**PROBLEM**
Rewrite the entries below with every "service" changed to "tool" and nothing else altered, and leave the pictures out.

**EXERCISE INPUTS**
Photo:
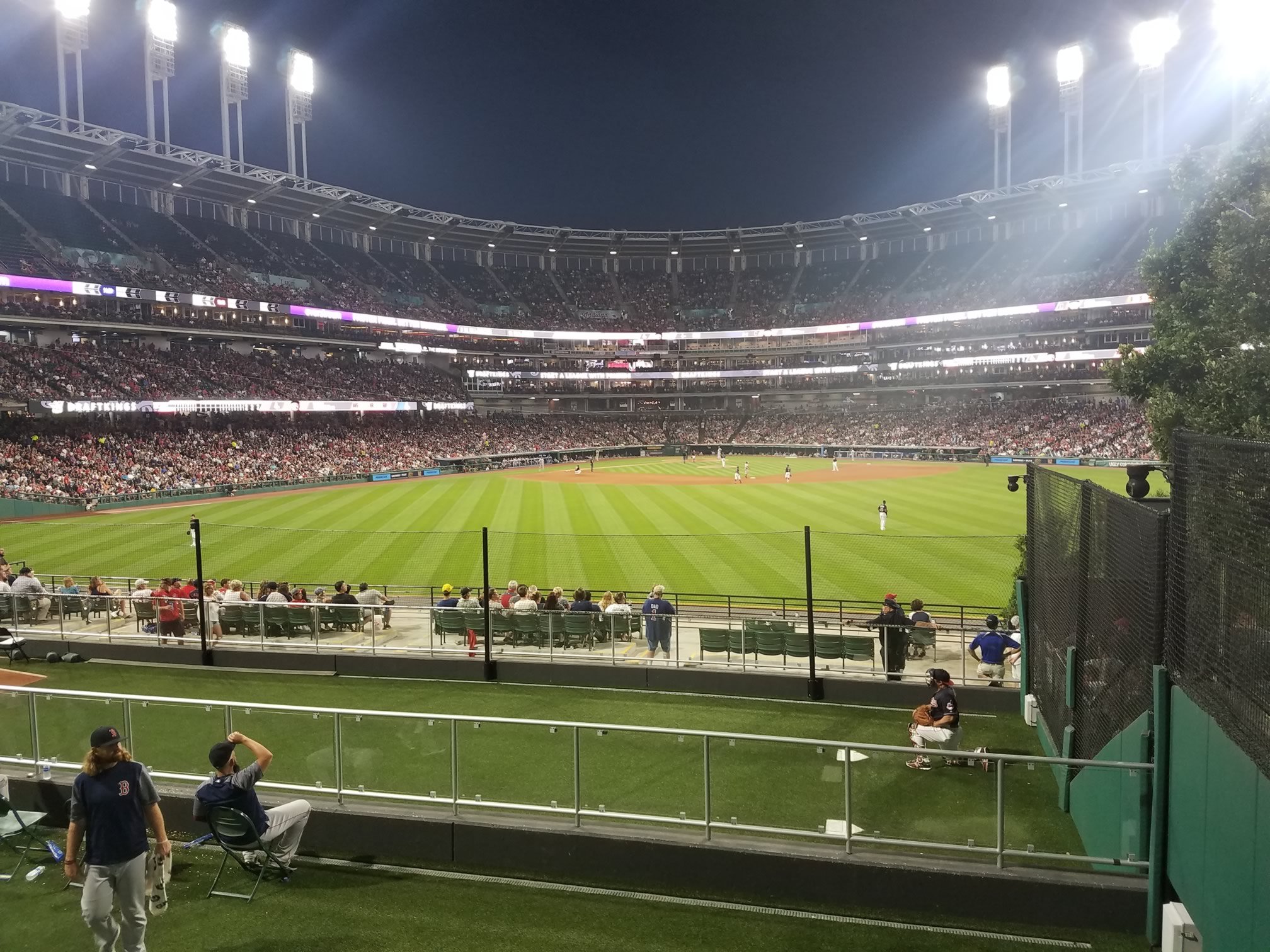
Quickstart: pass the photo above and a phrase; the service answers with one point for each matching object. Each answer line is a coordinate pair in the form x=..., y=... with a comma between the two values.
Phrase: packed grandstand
x=987, y=339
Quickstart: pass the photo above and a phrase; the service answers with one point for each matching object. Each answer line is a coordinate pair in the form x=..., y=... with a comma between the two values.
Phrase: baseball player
x=945, y=728
x=995, y=652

**ANSWER TO THIS EXERCISE**
Photo:
Quickstart: pass the photo above and a phrase; the tool answers with one point for each matching object. Each answer line is a coordinate pair in the form x=..., y=... with a comma between the two values.
Phrase: packed grandstand
x=987, y=339
Quickstart: pass the photo above and a phrase; the tool answers with one point for each matching object. Each answer line is a coordinate pair in the form x=..., y=... with a comma between the two values.
Phrase: baseball player
x=945, y=728
x=995, y=652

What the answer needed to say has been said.